§ Objective
Reproduce the part of the records that opens with the line containing "Can you find the chrome" and closes with the line containing "250], [135, 189]]", replacing "rear tire" with "back tire" and leaving everything else unchanged.

-- -- --

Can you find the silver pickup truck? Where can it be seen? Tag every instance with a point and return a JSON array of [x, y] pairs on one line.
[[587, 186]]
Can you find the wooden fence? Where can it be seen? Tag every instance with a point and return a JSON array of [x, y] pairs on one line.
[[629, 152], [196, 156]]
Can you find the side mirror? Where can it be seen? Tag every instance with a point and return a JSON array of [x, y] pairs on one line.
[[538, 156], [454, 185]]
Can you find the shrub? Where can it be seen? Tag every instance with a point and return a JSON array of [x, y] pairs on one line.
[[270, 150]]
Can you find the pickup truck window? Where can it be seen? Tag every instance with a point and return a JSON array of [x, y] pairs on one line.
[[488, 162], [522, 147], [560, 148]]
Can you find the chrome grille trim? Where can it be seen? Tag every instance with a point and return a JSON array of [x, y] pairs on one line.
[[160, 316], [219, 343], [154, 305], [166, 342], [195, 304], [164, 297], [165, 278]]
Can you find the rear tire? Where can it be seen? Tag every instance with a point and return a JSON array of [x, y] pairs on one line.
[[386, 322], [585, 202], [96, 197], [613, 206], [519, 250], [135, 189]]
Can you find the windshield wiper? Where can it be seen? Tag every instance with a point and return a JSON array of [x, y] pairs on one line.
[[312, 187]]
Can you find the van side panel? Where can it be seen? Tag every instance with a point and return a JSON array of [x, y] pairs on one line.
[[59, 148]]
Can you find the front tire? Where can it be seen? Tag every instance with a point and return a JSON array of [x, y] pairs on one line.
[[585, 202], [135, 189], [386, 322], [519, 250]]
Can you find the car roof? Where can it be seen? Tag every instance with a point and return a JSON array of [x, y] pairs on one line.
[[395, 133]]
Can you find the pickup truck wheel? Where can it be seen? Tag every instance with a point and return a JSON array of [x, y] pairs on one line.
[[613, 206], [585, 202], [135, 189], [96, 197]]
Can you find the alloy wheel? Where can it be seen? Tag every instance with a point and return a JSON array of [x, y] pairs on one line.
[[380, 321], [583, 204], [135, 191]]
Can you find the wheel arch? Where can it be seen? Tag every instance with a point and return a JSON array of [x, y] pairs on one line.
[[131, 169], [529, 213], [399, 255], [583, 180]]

-- -- --

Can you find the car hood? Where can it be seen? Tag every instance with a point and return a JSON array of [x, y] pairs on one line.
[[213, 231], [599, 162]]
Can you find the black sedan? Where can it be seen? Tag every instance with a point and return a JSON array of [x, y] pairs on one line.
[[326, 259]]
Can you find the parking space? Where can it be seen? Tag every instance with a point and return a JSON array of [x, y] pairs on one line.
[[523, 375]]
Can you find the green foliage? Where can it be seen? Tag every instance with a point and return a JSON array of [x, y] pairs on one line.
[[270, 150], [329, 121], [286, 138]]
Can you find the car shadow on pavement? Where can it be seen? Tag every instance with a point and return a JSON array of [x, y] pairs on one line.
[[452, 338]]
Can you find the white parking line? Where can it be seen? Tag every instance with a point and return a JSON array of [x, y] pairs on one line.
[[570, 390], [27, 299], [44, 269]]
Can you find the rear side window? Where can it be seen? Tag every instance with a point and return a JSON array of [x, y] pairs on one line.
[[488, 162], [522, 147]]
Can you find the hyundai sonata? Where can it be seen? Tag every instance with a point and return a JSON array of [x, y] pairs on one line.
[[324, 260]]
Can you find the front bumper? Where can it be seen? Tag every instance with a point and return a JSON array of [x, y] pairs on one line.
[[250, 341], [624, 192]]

-- -- --

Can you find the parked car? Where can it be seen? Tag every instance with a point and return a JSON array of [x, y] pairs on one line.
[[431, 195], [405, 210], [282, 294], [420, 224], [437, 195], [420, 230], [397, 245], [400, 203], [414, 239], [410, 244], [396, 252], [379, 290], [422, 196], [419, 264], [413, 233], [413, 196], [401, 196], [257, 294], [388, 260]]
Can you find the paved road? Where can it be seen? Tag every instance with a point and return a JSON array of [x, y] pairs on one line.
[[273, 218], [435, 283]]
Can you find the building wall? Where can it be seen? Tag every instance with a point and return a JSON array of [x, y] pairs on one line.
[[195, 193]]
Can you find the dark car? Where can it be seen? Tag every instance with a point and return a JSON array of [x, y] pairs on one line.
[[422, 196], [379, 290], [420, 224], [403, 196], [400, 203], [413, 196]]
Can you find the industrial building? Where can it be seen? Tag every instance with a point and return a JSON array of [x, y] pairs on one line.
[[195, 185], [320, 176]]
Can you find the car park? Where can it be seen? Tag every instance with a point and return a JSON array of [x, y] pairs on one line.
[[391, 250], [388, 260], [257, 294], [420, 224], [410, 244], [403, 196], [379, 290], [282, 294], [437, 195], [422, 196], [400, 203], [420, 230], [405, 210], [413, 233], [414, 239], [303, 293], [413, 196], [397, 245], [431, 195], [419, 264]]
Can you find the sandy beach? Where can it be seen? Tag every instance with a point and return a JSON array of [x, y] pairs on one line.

-- -- --

§ Problem solution
Can you find the chrome grille trim? Where can it be seen? Tag every instance with a point and return a JSON array of [x, y] pairs on one line.
[[160, 316], [219, 343], [154, 305], [166, 342], [195, 304], [164, 297], [165, 278]]
Can you find the back tire? Where can it be seen? Tag every instance with a point and return a JSON array of [x, y] pairs on one line.
[[386, 322], [585, 202], [96, 197], [613, 206], [519, 250], [135, 189]]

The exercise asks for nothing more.